Rename "play diagram" to "match chart" in the items, starting with the line that contains "Sports-analytics tagging: mark the large" and going on through the end of the items, and leave everything else unchanged.

— Begin Record set —

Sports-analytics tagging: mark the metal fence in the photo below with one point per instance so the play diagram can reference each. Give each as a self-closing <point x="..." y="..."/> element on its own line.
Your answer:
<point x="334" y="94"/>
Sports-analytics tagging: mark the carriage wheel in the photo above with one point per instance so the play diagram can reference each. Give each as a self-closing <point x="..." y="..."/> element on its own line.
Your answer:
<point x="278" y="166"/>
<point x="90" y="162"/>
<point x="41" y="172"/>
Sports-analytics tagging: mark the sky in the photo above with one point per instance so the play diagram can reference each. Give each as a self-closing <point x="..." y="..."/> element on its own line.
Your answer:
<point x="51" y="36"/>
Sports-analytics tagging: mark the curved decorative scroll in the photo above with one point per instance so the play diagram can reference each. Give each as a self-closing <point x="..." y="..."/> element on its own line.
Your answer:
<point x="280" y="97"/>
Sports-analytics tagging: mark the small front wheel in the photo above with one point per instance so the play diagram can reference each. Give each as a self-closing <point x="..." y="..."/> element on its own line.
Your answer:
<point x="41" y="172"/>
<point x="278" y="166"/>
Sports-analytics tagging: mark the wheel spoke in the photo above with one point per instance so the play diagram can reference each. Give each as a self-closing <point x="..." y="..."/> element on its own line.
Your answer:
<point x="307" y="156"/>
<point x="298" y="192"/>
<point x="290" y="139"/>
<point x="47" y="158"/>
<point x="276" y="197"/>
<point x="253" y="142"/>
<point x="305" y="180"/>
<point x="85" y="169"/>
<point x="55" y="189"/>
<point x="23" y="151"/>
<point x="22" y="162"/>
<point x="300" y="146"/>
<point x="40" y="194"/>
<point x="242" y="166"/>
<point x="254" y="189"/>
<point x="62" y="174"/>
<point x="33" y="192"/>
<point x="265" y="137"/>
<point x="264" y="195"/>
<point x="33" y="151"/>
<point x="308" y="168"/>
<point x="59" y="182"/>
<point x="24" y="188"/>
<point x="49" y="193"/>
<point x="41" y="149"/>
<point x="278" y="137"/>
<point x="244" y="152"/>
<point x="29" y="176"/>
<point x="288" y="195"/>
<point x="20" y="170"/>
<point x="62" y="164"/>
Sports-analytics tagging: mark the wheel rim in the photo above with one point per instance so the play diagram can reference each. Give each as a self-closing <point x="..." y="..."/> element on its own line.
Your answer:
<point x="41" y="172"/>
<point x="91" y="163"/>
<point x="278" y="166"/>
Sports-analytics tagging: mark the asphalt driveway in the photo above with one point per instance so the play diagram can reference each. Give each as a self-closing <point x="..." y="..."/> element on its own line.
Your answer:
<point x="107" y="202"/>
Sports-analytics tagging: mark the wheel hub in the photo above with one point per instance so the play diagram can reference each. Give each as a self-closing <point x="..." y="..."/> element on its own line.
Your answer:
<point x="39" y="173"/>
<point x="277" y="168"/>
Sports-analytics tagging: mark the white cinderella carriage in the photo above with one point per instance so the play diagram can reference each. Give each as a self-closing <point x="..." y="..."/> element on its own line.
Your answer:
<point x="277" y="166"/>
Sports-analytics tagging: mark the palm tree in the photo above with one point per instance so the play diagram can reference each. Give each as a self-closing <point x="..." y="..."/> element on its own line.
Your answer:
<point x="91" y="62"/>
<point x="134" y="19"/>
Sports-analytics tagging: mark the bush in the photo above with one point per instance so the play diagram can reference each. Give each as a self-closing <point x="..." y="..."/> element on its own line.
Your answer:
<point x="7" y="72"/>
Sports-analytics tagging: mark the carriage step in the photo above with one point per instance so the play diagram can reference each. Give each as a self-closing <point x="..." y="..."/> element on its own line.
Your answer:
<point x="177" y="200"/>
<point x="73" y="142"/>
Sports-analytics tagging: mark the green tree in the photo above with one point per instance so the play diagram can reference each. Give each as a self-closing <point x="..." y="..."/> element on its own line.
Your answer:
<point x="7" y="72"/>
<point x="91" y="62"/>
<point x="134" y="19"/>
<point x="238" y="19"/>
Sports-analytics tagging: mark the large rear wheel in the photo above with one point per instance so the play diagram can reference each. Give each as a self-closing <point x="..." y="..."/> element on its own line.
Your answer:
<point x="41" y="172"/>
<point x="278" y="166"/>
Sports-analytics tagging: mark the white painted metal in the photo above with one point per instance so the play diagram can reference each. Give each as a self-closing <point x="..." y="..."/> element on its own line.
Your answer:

— End Record set —

Output for this task:
Sports-analytics tagging: mark the large rear wheel in the photo above with one point per instance so the match chart can reference each. Give each as a self-closing <point x="..." y="..."/> element on its own line.
Your answer:
<point x="41" y="172"/>
<point x="278" y="166"/>
Sports-analytics tagging: mark the white painted metal in the photo above with one point per instance so the match chart can reference each. Give each as a self-closing <point x="..." y="..."/> element on its own line.
Your answer:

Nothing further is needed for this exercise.